## Page
§ §

Kenya Signs New Deal to Export Sheep, Meat and Onions to Iran

KENYA- Foreign Affairs Cabinet Secretary, Alfred Mutua, announced the agreement to export 40 -50 tonnes of sheep and meat to Iran, after holding a meeting with the Iranian Ambassador Dr Jafar Barmaki on Wednesday.

Kenya is set to export 40-50 tonnes of sheep and meat with an estimated export value of 773.9 million (USD 6 million) per month. In addition, the agreement indicated that Kenya will also export 10000 tonnes of onions and tea to Iran.

“On trade, it was agreed that Kenya will export 40 to 50 tonnes of sheep and meat per day to Iran with an estimated export value of USD 6 Million per month. Further, we agreed on Kenya exporting 10, 000 tonnes of onions to Iran in addition to tea,” cabinet secretary, Alfred Mutua wrote

Dr Mutua added that the deal is expected to significantly boost the economy and create more opportunities for farmers and also for traders as he commended the Iran House of Innovation and Technology IHIT centre for assisting Kenyan startups.

§ §

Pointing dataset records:
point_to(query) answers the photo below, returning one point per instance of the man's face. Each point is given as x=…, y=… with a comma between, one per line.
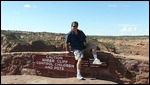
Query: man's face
x=74, y=27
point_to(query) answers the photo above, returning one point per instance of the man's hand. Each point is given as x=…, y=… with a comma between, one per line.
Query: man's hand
x=69, y=53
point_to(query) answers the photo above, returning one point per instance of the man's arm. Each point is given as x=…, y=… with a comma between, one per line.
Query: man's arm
x=67, y=47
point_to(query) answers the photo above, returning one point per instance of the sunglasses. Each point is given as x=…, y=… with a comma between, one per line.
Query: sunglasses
x=74, y=26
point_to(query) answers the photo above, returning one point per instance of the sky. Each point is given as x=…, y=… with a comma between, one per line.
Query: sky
x=112, y=18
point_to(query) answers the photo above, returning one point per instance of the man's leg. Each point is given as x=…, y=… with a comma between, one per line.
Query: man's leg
x=79, y=63
x=92, y=47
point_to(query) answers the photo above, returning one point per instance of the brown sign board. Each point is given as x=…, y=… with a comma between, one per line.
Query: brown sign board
x=55, y=62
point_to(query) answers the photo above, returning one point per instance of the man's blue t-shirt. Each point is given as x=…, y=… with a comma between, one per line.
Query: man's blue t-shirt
x=74, y=42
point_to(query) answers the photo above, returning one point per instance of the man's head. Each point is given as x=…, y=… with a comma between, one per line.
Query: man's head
x=74, y=25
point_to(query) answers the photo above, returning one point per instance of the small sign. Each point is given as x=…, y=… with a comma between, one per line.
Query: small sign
x=55, y=62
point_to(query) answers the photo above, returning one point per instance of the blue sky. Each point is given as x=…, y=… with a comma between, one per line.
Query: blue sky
x=112, y=18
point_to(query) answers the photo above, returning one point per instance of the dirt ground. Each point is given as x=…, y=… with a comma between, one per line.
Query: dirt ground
x=32, y=79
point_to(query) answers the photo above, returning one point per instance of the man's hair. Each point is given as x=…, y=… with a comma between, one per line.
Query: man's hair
x=74, y=23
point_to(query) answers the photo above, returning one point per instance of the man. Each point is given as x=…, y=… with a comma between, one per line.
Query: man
x=77, y=40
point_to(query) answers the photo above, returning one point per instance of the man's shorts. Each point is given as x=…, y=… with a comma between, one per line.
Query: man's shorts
x=79, y=54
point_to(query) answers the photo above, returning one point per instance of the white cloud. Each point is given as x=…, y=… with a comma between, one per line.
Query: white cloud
x=30, y=6
x=113, y=5
x=17, y=13
x=128, y=29
x=27, y=6
x=34, y=6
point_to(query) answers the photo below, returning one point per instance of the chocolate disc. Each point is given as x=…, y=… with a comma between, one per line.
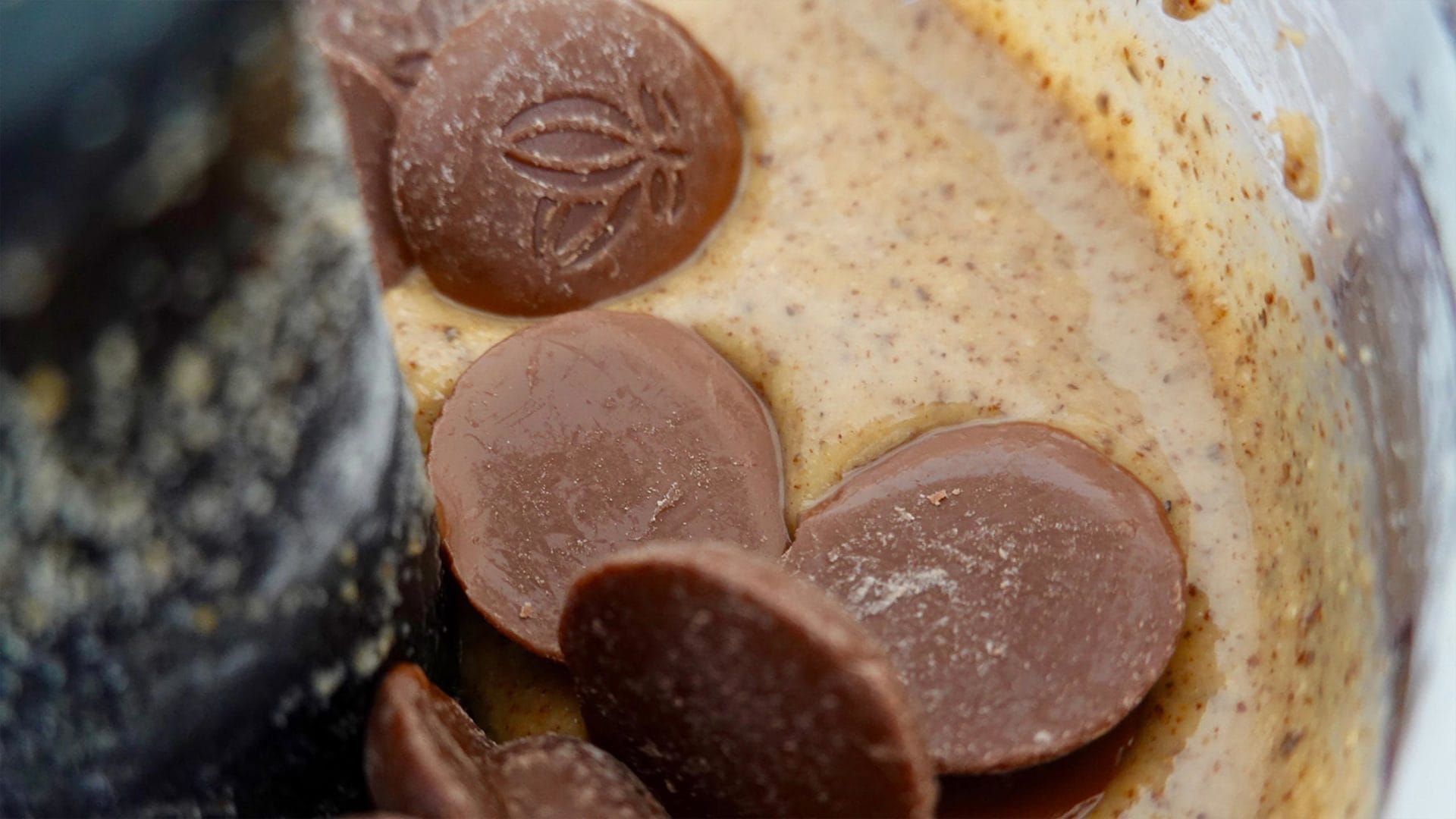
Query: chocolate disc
x=585, y=435
x=1028, y=588
x=557, y=153
x=422, y=755
x=549, y=777
x=376, y=52
x=736, y=689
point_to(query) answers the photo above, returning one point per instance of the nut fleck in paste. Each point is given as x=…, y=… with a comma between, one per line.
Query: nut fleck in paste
x=1025, y=212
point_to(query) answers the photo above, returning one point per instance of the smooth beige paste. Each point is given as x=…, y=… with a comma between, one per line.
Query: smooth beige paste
x=1008, y=210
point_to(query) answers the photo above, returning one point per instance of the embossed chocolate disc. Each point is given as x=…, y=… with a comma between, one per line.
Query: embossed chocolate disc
x=557, y=153
x=1028, y=589
x=585, y=435
x=424, y=757
x=736, y=689
x=376, y=52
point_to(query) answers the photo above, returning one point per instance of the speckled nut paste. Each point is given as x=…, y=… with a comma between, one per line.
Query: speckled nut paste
x=1025, y=210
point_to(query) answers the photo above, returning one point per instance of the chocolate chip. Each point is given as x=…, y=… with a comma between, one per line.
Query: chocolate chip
x=549, y=776
x=1030, y=589
x=734, y=689
x=557, y=153
x=590, y=433
x=376, y=52
x=424, y=757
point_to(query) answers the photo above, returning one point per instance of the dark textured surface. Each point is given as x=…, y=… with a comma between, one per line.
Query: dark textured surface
x=213, y=519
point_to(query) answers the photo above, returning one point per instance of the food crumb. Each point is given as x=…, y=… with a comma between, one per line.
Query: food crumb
x=47, y=395
x=1185, y=9
x=1301, y=153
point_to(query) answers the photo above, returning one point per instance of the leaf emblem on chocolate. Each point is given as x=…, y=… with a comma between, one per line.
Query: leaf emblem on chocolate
x=596, y=164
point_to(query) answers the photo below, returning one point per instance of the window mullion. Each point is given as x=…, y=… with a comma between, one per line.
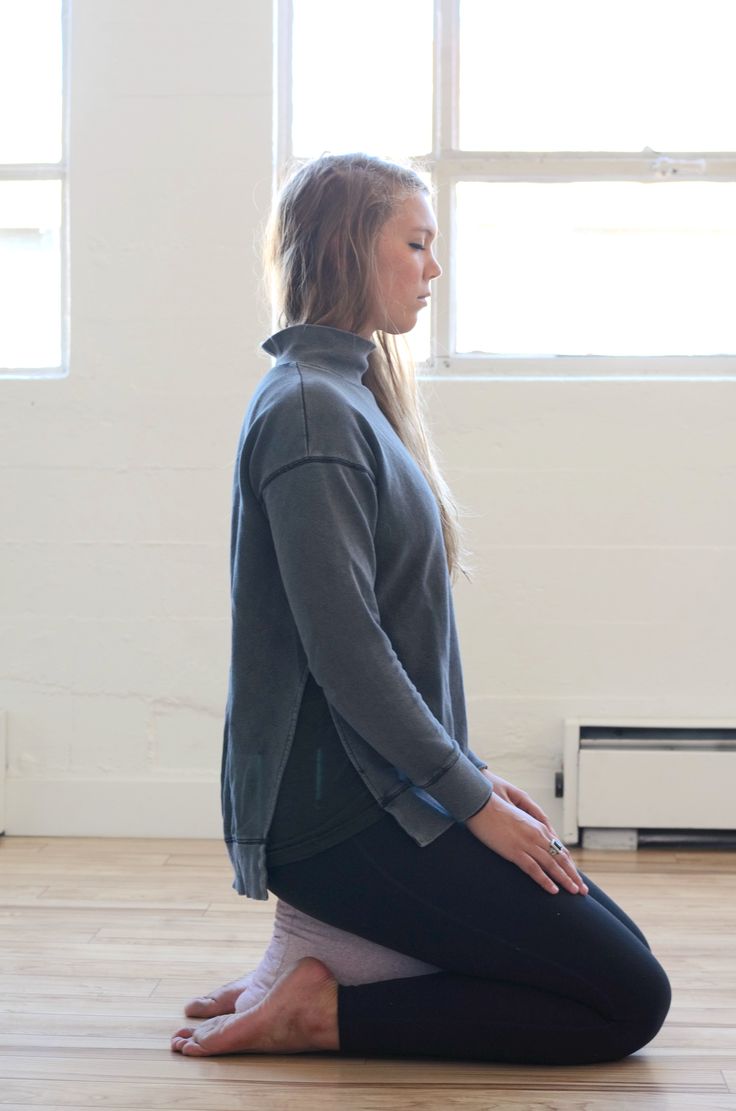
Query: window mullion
x=445, y=139
x=284, y=99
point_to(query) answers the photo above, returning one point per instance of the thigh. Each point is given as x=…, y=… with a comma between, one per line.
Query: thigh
x=459, y=906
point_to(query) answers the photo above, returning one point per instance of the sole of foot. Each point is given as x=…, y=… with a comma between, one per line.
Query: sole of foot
x=297, y=1016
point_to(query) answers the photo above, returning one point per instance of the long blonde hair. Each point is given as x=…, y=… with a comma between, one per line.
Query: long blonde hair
x=320, y=258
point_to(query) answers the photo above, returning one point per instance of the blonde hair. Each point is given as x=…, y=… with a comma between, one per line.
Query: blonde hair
x=320, y=258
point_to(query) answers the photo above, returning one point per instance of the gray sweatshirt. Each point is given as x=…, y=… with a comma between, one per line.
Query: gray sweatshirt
x=338, y=567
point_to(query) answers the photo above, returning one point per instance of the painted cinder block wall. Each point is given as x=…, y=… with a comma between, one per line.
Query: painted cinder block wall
x=600, y=514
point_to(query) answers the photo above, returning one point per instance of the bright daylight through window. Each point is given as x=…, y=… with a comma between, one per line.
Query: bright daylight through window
x=584, y=160
x=31, y=182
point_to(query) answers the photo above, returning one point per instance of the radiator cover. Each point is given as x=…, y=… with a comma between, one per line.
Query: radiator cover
x=648, y=774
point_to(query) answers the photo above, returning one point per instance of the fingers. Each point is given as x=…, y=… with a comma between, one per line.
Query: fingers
x=536, y=811
x=554, y=871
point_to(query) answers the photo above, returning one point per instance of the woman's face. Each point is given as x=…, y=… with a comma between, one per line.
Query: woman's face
x=406, y=263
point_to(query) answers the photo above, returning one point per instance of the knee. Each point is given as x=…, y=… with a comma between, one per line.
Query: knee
x=649, y=1009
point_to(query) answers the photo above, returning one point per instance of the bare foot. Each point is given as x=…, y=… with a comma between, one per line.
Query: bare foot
x=220, y=1002
x=298, y=1016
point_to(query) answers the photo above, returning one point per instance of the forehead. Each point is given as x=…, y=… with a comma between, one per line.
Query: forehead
x=415, y=213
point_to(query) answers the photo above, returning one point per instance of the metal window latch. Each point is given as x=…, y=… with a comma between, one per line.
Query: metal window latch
x=666, y=167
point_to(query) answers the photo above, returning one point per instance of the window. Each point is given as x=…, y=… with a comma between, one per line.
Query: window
x=33, y=294
x=584, y=164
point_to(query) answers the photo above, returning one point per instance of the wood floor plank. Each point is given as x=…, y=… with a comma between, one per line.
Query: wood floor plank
x=98, y=961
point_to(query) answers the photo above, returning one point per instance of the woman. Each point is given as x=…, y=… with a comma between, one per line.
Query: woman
x=348, y=787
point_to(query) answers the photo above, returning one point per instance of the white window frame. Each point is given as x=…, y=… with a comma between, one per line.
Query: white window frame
x=52, y=171
x=449, y=166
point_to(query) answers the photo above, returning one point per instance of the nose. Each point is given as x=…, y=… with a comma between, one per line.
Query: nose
x=434, y=270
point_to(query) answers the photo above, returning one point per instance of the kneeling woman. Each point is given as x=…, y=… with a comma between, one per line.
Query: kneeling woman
x=348, y=787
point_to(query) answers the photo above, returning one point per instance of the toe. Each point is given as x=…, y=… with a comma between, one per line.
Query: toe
x=204, y=1007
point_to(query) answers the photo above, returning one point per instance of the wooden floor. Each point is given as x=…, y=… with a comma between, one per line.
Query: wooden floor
x=102, y=940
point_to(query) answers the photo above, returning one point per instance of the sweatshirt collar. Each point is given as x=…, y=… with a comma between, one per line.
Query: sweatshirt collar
x=324, y=347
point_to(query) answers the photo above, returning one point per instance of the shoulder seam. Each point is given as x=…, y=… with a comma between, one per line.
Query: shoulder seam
x=316, y=459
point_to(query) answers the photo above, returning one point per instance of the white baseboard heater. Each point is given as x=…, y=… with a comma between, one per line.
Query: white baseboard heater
x=630, y=782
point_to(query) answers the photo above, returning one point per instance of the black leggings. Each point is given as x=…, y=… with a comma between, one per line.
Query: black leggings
x=530, y=978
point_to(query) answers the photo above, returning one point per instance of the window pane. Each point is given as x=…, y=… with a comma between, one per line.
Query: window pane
x=580, y=76
x=596, y=268
x=30, y=274
x=362, y=77
x=30, y=80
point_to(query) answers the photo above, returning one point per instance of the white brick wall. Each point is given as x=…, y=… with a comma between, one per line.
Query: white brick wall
x=602, y=514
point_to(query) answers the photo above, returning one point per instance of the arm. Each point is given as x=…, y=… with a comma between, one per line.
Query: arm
x=322, y=517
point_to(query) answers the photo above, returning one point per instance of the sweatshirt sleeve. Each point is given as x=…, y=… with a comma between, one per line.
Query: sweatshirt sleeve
x=322, y=517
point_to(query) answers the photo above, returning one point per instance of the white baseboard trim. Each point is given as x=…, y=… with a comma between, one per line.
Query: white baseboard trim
x=112, y=808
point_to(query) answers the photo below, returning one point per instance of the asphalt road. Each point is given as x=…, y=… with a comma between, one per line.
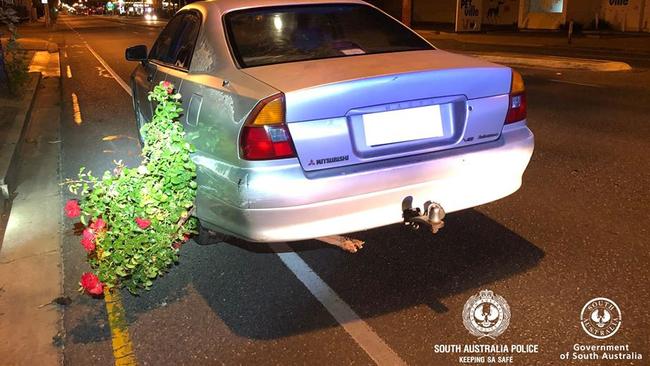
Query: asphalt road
x=576, y=230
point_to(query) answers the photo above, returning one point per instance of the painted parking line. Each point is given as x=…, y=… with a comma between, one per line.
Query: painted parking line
x=575, y=83
x=118, y=79
x=358, y=329
x=121, y=341
x=76, y=111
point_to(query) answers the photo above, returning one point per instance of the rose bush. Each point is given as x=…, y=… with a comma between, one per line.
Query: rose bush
x=136, y=219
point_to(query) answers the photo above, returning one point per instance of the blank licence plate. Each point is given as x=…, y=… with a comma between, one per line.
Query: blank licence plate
x=402, y=125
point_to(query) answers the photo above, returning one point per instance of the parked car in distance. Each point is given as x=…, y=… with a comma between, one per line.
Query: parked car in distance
x=323, y=118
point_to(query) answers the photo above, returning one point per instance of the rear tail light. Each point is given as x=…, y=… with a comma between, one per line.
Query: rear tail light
x=265, y=135
x=517, y=102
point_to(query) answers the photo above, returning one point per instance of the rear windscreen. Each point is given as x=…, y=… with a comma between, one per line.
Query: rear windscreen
x=273, y=35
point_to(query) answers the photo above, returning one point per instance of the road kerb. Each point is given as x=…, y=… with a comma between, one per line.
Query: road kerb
x=122, y=346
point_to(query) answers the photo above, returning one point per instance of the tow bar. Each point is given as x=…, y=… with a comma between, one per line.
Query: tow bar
x=432, y=217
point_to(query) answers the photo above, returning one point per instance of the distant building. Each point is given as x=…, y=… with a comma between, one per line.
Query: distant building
x=621, y=15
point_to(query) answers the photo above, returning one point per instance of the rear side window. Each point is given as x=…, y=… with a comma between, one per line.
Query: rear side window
x=271, y=35
x=175, y=44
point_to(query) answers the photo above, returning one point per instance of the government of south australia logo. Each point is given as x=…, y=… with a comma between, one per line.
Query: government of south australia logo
x=486, y=315
x=600, y=318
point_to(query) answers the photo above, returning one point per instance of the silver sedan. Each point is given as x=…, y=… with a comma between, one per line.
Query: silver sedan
x=318, y=118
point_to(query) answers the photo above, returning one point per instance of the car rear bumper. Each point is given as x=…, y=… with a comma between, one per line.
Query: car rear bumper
x=286, y=207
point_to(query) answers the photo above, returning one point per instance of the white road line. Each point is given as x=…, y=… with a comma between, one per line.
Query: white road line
x=117, y=78
x=359, y=330
x=575, y=83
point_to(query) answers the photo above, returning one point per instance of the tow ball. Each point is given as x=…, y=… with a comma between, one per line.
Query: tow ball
x=432, y=217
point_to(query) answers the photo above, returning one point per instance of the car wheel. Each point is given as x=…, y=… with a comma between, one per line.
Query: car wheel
x=207, y=236
x=138, y=116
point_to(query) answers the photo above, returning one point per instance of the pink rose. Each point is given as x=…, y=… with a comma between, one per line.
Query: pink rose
x=72, y=209
x=167, y=85
x=88, y=240
x=98, y=225
x=89, y=245
x=142, y=223
x=91, y=283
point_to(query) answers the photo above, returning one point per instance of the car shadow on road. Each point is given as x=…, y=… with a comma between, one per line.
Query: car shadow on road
x=251, y=291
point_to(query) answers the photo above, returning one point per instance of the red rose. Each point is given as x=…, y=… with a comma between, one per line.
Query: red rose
x=91, y=283
x=142, y=223
x=72, y=209
x=167, y=85
x=98, y=225
x=88, y=240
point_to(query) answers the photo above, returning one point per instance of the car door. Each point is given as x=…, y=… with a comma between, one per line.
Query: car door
x=151, y=73
x=176, y=62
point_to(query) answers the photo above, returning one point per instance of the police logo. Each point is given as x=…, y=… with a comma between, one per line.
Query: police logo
x=486, y=315
x=600, y=318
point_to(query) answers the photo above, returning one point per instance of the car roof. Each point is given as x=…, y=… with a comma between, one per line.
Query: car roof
x=225, y=6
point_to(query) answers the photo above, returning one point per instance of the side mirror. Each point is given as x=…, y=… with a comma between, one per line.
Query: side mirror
x=136, y=53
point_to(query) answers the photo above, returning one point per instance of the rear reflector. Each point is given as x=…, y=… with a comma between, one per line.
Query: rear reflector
x=265, y=136
x=517, y=102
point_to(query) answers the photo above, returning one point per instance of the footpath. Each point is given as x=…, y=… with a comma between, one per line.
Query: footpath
x=30, y=251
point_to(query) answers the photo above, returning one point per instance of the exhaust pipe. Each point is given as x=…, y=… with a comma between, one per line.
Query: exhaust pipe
x=433, y=215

§ §

## Challenge 1
In the article about Kenya's export deal with Iran, who is the Iranian Ambassador that Alfred Mutua met?
## Challenge 2
Rewrite the part of the records that opens with the line containing "of the parked" and closes with the line containing "x=621, y=15", requests included. Multiply every x and y coordinate in the answers by 0.2 and round to whole numbers, with halves rounding up.

## Result 1
Dr Jafar Barmaki

## Result 2
point_to(query) answers the photo above, returning one point per instance of the parked car in distance. Each point is given as x=…, y=… with a comma between, one per line.
Query: parked car in distance
x=65, y=24
point_to(query) answers the photo above, returning one point per instance of the rear tail light. Each point is given as x=…, y=… with a comma between, one per line.
Query: rear tail light
x=53, y=27
x=103, y=20
point_to(query) answers the photo above, returning one point per instance of the rear windscreen. Each point is given as x=…, y=… with a comma between, one per line.
Query: rear windscreen
x=55, y=7
point_to(query) answers the photo above, returning one point per instance of the road kerb. Each point is given as x=…, y=… with a comma between, one per line.
Query: road kerb
x=24, y=69
point_to(query) answers the photo above, returning one point per instance of the tow bar. Each point is given as x=…, y=… with a comma between, one per line.
Query: tow bar
x=86, y=43
point_to(query) answers the photo above, returning one point per instance of the distant building. Each point is given as x=…, y=… with a comma between, one per line.
Query: distant building
x=124, y=3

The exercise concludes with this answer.